■ **Exercise prompt**
An exact copy of the lines from the one containing "Target: microphone" through the end of the material is all that is wanted; transcribe only those.
== Excerpted data
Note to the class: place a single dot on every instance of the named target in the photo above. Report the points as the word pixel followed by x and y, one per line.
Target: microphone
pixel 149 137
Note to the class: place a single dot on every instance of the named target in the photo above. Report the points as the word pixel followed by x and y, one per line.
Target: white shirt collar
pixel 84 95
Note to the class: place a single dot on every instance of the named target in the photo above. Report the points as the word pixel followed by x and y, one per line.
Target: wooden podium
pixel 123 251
====
■ **Output of the task**
Target: microphone
pixel 149 137
Note to the class: place a single dot on every instance of the named target in the photo above. Report the points as the word pixel followed by x and y, one per line.
Target: white shirt collar
pixel 84 95
Note to the class: place a single dot on every instance of the named target in the photo above. Report the points as the word pixel followed by x and y, one per line.
Target: wooden podium
pixel 123 251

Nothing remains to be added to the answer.